_Exercise instructions_
Report each line of the material below that contains the string "post". Matching is case-sensitive.

====== Data provided

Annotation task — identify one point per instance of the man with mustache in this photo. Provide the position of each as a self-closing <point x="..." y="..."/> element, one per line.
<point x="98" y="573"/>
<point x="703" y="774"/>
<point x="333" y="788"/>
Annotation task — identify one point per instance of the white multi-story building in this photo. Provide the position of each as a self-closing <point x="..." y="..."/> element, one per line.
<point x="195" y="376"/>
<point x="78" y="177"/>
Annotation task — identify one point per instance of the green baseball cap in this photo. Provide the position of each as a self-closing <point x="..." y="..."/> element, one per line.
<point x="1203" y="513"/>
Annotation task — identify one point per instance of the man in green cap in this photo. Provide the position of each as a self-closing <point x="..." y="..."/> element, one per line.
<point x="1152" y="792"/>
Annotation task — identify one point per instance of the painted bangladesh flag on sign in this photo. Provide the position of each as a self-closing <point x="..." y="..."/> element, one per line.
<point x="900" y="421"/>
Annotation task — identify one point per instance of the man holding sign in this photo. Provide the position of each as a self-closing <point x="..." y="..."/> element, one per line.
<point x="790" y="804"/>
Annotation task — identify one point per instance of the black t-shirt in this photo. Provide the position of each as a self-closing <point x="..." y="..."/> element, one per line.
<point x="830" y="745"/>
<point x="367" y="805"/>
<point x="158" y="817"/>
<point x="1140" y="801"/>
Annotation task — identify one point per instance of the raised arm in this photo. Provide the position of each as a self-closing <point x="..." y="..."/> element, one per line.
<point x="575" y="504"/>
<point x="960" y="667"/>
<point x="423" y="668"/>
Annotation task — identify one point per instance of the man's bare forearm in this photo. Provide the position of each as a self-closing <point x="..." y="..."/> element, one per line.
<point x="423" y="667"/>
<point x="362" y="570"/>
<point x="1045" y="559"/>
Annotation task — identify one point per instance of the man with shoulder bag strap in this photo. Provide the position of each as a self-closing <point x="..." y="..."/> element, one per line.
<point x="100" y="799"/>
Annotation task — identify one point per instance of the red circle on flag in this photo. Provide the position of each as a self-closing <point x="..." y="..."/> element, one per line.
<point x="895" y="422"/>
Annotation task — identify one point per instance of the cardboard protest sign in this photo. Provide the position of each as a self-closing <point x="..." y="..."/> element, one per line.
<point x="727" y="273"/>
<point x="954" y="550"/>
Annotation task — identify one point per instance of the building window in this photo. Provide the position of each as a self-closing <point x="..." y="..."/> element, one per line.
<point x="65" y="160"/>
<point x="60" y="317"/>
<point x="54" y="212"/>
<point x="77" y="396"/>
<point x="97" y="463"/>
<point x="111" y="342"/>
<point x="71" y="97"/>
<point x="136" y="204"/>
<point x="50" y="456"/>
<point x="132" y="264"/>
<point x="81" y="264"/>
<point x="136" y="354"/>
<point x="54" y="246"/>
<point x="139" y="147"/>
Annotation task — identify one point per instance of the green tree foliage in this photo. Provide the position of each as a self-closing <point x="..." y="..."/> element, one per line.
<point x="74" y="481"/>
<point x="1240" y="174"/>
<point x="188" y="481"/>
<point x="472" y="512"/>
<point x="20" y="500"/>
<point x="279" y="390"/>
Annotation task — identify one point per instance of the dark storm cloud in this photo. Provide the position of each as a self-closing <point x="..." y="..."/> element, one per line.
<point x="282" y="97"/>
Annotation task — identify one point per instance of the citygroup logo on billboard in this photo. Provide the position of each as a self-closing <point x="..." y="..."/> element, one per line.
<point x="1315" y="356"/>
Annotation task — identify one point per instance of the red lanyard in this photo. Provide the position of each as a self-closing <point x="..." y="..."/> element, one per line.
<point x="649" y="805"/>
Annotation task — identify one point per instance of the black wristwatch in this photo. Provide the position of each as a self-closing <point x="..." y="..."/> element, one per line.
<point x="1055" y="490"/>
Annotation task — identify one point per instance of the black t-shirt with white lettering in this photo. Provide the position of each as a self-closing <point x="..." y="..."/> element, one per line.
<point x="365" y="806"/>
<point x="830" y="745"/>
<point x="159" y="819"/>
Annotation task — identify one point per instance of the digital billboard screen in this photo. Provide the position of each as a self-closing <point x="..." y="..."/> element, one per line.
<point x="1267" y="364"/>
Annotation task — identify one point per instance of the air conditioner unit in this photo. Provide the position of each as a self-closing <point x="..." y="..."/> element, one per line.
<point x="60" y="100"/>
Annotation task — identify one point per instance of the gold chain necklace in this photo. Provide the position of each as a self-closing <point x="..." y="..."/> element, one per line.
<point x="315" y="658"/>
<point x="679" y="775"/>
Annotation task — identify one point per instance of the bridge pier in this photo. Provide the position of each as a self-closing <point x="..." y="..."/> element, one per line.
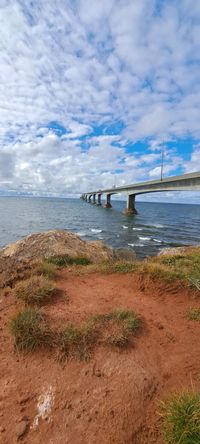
<point x="130" y="209"/>
<point x="98" y="199"/>
<point x="108" y="204"/>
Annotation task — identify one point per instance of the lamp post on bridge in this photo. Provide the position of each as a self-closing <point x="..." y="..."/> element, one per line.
<point x="162" y="164"/>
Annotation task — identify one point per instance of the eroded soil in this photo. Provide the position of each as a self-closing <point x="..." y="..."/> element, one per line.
<point x="115" y="397"/>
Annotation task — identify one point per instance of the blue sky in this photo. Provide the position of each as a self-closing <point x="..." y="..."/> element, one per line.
<point x="92" y="91"/>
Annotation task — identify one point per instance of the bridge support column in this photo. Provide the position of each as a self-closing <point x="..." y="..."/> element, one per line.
<point x="99" y="199"/>
<point x="108" y="204"/>
<point x="130" y="209"/>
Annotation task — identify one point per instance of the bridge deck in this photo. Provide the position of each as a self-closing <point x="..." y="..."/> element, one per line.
<point x="191" y="181"/>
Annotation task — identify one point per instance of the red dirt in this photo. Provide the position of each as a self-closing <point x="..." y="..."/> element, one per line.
<point x="115" y="397"/>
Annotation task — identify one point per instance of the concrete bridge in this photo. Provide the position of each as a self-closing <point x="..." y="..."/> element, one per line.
<point x="185" y="182"/>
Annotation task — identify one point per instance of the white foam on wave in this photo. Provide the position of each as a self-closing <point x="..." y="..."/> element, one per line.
<point x="95" y="230"/>
<point x="144" y="238"/>
<point x="136" y="244"/>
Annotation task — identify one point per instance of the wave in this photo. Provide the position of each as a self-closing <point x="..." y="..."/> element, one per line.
<point x="95" y="230"/>
<point x="144" y="238"/>
<point x="136" y="244"/>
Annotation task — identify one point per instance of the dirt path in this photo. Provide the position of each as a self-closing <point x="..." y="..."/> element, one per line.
<point x="115" y="397"/>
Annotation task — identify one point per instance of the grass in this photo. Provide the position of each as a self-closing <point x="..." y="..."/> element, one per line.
<point x="118" y="327"/>
<point x="30" y="330"/>
<point x="181" y="419"/>
<point x="36" y="290"/>
<point x="64" y="261"/>
<point x="194" y="314"/>
<point x="77" y="341"/>
<point x="170" y="268"/>
<point x="109" y="267"/>
<point x="46" y="269"/>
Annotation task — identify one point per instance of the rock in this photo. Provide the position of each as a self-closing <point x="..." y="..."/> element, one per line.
<point x="21" y="429"/>
<point x="55" y="243"/>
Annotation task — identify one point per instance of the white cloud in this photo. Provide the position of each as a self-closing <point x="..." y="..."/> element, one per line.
<point x="91" y="63"/>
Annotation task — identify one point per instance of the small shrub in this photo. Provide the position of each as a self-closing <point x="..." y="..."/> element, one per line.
<point x="64" y="261"/>
<point x="194" y="314"/>
<point x="77" y="341"/>
<point x="35" y="291"/>
<point x="120" y="328"/>
<point x="195" y="283"/>
<point x="47" y="269"/>
<point x="30" y="330"/>
<point x="181" y="419"/>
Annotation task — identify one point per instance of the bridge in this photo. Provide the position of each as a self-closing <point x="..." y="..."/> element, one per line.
<point x="185" y="182"/>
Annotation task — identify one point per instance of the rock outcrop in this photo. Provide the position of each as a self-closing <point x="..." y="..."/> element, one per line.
<point x="55" y="243"/>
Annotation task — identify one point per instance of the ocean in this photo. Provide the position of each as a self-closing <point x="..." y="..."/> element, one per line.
<point x="156" y="226"/>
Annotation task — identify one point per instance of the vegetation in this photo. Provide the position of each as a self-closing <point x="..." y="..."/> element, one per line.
<point x="77" y="341"/>
<point x="121" y="326"/>
<point x="109" y="267"/>
<point x="181" y="419"/>
<point x="36" y="290"/>
<point x="46" y="269"/>
<point x="30" y="330"/>
<point x="194" y="314"/>
<point x="64" y="261"/>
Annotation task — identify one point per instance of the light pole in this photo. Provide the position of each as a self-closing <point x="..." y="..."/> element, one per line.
<point x="162" y="162"/>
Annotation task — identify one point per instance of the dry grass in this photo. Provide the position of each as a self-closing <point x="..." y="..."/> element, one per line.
<point x="36" y="290"/>
<point x="107" y="267"/>
<point x="74" y="341"/>
<point x="30" y="330"/>
<point x="77" y="341"/>
<point x="65" y="260"/>
<point x="47" y="269"/>
<point x="118" y="327"/>
<point x="181" y="418"/>
<point x="194" y="314"/>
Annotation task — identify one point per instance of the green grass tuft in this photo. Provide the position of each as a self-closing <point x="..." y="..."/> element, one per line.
<point x="47" y="269"/>
<point x="36" y="290"/>
<point x="194" y="314"/>
<point x="181" y="419"/>
<point x="77" y="341"/>
<point x="64" y="261"/>
<point x="30" y="330"/>
<point x="118" y="327"/>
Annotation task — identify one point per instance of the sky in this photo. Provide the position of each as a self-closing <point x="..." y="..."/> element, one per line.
<point x="91" y="93"/>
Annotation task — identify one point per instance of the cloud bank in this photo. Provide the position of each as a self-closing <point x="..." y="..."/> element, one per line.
<point x="91" y="92"/>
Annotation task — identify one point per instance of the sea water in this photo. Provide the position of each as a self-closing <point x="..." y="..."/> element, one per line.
<point x="156" y="226"/>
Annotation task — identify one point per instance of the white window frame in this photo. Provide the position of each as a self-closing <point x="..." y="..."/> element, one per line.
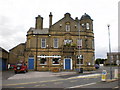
<point x="43" y="64"/>
<point x="92" y="44"/>
<point x="42" y="43"/>
<point x="67" y="27"/>
<point x="87" y="26"/>
<point x="79" y="42"/>
<point x="81" y="58"/>
<point x="55" y="41"/>
<point x="67" y="41"/>
<point x="58" y="61"/>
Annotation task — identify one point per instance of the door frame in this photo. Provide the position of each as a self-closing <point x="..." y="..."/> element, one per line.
<point x="33" y="63"/>
<point x="70" y="63"/>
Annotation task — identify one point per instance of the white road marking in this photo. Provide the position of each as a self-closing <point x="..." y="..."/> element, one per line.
<point x="82" y="85"/>
<point x="74" y="81"/>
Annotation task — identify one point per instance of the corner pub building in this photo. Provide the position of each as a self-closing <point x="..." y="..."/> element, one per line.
<point x="65" y="45"/>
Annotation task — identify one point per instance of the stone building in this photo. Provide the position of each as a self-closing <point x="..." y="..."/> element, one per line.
<point x="113" y="58"/>
<point x="17" y="53"/>
<point x="66" y="44"/>
<point x="4" y="55"/>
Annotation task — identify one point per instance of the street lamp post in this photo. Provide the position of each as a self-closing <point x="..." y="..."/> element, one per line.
<point x="109" y="51"/>
<point x="79" y="43"/>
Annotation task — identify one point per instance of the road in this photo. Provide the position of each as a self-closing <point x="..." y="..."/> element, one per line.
<point x="91" y="80"/>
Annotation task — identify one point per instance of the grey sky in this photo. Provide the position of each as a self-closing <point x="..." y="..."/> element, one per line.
<point x="17" y="16"/>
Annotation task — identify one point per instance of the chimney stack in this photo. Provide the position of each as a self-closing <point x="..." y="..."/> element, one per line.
<point x="50" y="19"/>
<point x="39" y="22"/>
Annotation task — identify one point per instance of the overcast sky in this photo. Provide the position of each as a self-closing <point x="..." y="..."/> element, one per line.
<point x="17" y="16"/>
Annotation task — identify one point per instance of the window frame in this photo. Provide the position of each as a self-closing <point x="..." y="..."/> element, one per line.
<point x="67" y="27"/>
<point x="56" y="42"/>
<point x="79" y="43"/>
<point x="43" y="42"/>
<point x="88" y="26"/>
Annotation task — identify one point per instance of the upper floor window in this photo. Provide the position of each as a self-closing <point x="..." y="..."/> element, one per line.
<point x="79" y="43"/>
<point x="67" y="26"/>
<point x="43" y="43"/>
<point x="92" y="44"/>
<point x="80" y="59"/>
<point x="67" y="41"/>
<point x="55" y="43"/>
<point x="87" y="26"/>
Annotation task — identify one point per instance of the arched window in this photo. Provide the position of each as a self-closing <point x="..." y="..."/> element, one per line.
<point x="67" y="26"/>
<point x="87" y="26"/>
<point x="79" y="59"/>
<point x="56" y="60"/>
<point x="43" y="60"/>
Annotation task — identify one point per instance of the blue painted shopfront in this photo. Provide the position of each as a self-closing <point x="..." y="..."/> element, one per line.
<point x="67" y="63"/>
<point x="31" y="63"/>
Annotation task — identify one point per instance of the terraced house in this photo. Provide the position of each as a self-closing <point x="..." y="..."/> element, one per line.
<point x="65" y="45"/>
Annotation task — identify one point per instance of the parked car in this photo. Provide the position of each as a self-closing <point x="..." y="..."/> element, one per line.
<point x="97" y="66"/>
<point x="20" y="67"/>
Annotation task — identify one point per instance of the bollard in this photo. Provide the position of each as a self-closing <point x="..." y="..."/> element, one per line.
<point x="116" y="73"/>
<point x="104" y="75"/>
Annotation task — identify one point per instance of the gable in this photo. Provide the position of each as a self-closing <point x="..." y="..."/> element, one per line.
<point x="61" y="24"/>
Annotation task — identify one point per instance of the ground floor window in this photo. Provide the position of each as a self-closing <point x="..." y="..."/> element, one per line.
<point x="55" y="61"/>
<point x="79" y="59"/>
<point x="43" y="61"/>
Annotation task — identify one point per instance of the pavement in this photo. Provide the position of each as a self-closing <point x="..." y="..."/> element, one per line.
<point x="9" y="75"/>
<point x="37" y="74"/>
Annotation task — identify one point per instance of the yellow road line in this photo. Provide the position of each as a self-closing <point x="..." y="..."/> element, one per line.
<point x="36" y="85"/>
<point x="19" y="87"/>
<point x="58" y="82"/>
<point x="74" y="81"/>
<point x="43" y="84"/>
<point x="47" y="81"/>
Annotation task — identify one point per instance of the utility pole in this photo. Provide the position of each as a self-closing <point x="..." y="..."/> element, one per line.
<point x="109" y="51"/>
<point x="36" y="51"/>
<point x="79" y="42"/>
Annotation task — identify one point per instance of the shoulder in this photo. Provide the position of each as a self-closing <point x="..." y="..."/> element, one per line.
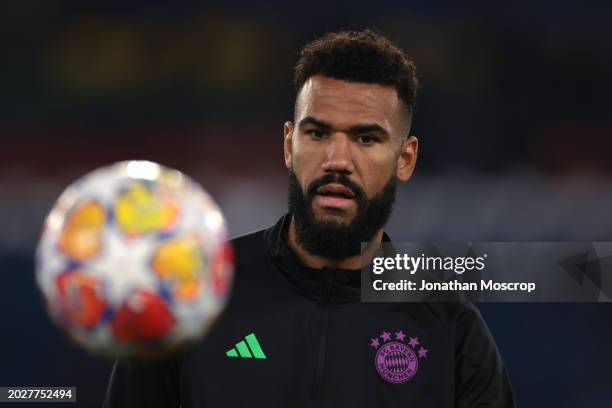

============

_Expected answer_
Annotation task — identify one point per instance of the lamp post on bridge in this photo. Provide the position of each as a self-closing <point x="..." y="..."/> element, one per line.
Annotation task — identify one point per instance of the street lamp post in this photo. Provide the position of each as a self-closing <point x="..." y="..."/> element, one per line.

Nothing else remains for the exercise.